In this paper, "global" is explored in the sense of a potentially accessible cognitive whole rather than as an essentially inaccessible geographical one (although the latter may serve as a metaphor for the former). Just as one can travel around the globe without being able to see it as a whole from any one perspective, so one may perhaps be able to "circumnavigate" a cognitive whole without being able to "grasp" it. It is even possible that the understanding which tends to "grasp" cannot be fruitfully termed "global" -- or that what can be so grasped is not fruitfully understood as a whole of larger significance, or of requisite variety (cf. Ashby's Law).

In terms of the challenges of global governance, the ability of a particular discipline to grasp the challenges of society cannot in this sense be understood as "global". It is necessarily sub-global, namely local in some way which honours the particular, "local" insights of that discipline. A single finger cannot pick up and hold a ball, just as the ball cannot be completely viewed from a single perspective. In this metaphor, there is also a distinction between "clutching" and the many skills required to play with the ball through a variety of grips and actions. What does this then imply for global "conversation"?

Conversation

Much is made of "dialogue" at the close of the 20th century -- especially in relation to the intractable issues where any success in dialogue is essentially meta-stable or subject to continuing failure: Northern Ireland, Bosnia, Middle East, Kashmir, Taiwan, Tibet, Timor, etc. (to name only some geopolitical examples). There is a recognition that such exchanges need to involve a form of communication which goes beyond the purely mechanical transfer of information along the information superhighway as facilitated by increasingly sophisticated "groupware" packages and "situation" rooms. For some it also involves more than the behavioral rapport and empathy sought, for example, in inter-faith dialogue, as brokered by consultants with proprietary insights on process facilitation.

There is a fundamental gap between meaningful bilateral (or even multi-lateral) conversation amongst different perspectives and the creation (or recognition) of a stable "global" framework for mutual comprehension -- a global reframing. In historical terms, this can be seen in terms of the gap (in centuries of time) between the successful exploration by trading vessels around the world and the collective comprehension of the globality of the planet.

It can be usefully argued that it is not so much the identification of some essentially static "common ground" which is the goal of effective conversation (Judge, 1997b). Rather it is the process of continuing conversation which provides and sustains a dynamic "framework" -- a process reframing, however that is to be understood as a shifting, evolving dance of meaningful exchange. It is a process through which a variety of forms of, as yet unclassified, transformation can take place. They might perhaps be usefully thought of as psycho-social vitamins essential to psychological well-being. Without these the conversation is essentially sterile and fails to nourish. It is the manner of these transformations which imbues the conversation with coherence and significance.

Pointing listing:
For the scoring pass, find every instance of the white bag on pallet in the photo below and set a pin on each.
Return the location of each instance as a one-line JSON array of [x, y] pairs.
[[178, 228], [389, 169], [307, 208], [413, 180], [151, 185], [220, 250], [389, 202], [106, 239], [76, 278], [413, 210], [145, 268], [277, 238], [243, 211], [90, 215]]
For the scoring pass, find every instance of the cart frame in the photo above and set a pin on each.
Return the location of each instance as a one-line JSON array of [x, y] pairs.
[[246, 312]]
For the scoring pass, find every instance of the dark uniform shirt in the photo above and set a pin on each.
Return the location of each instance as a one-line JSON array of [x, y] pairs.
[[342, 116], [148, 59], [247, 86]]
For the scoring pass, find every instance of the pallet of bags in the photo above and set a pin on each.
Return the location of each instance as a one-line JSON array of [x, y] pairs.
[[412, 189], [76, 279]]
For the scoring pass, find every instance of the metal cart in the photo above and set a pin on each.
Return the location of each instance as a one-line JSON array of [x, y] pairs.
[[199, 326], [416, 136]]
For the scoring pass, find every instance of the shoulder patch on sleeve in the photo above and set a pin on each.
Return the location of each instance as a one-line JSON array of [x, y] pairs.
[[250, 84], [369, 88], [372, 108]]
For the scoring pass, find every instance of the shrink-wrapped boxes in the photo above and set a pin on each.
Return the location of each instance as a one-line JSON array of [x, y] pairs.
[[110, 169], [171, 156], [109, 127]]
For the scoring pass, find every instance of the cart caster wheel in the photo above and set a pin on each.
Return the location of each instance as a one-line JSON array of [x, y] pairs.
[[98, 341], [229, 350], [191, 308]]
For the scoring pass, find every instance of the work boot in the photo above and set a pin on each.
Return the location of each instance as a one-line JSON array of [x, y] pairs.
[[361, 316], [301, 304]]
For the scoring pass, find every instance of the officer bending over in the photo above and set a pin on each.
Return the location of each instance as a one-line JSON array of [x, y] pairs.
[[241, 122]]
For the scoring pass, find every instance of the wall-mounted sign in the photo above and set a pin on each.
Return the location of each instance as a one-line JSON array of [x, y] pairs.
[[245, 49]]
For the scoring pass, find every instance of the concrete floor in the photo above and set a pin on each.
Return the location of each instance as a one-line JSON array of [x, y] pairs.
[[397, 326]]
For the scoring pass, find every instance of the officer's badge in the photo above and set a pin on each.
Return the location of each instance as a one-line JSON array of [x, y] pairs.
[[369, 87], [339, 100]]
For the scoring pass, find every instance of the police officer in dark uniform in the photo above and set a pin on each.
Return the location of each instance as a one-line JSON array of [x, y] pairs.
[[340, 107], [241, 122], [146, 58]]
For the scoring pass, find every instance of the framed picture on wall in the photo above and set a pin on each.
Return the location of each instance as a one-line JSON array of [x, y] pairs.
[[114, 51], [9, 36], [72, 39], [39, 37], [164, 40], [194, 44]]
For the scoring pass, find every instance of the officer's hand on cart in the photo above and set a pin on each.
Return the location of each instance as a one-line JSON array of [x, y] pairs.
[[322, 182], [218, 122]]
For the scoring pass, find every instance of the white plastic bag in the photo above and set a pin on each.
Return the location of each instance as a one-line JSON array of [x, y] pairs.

TO-DO LIST:
1. Answer these questions from the passage on global conversation:
(a) According to the metaphor, what can a single finger not do?
(b) What two historical achievements are separated by the gap described in terms of centuries?
(c) As what might the transformations in conversation be usefully thought of?
2. Carry on the passage on global conversation, starting after its final sentence.

ANSWERS:
1.
(a) A single finger cannot pick up and hold a ball.
(b) The successful exploration by trading vessels around the world, and the collective comprehension of the globality of the planet.
(c) As psycho-social vitamins essential to psychological well-being.

2.
Future

There are of course many ways to comprehend the future. The simplest merely requires a mechanical adjustment to the calendar date -- a process often as suspect as the fraudulent adjustment of the mileage counter on an automobile. The future may be decomplexified by simply making commitments in a scheduler of some kind -- in 1997, there are already international meetings scheduled for the year 2015. Such scheduling, as with the "futures market", is a projection of present thinking onto the future and implies no cognitive challenge or innovation.

How does the future emerge into the present? How does potential become actuality? What are the cognitive traps associated with phrases such as: "where does the future come from" and "the far-distant future" ? (Judge, 1993a). How are present initiatives established as future realities? Why does past understanding appear so quaint from the present and what does this say of present understandings that are taken so seriously now?

Such questions are as puzzling for the individual as they are for planetary society -- if not more so. As safety nets erode, who has a "guaranteed future"? Much is made of future technology and changes to social systems. Far more elusive is any transformation in the way people relate to what they consider reality. As Peter Drucker once said, the most profound and unforeseen changes over a generation are those associated with changes of values -- completely reframing how things are comprehended. And yet it is such changes in the quality of understanding which are part of the individual maturation experience. Sadly they are also the changes which introduce communication gaps between the generations. And what does such change imply for a "global ethic"?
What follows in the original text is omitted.